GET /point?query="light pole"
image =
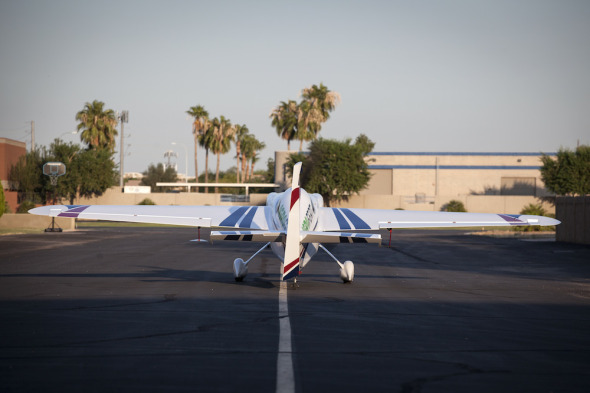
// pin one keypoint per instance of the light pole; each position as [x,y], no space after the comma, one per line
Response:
[123,118]
[185,160]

• TASK OBJECTIVE: Give the listing again word for word. Skip any pictures.

• SOLVED PROBLEM:
GET /point?query="light pole"
image =
// pin one keypoint per instance of the light pole; each position as [x,y], no space after the comma, one per line
Response:
[123,118]
[185,160]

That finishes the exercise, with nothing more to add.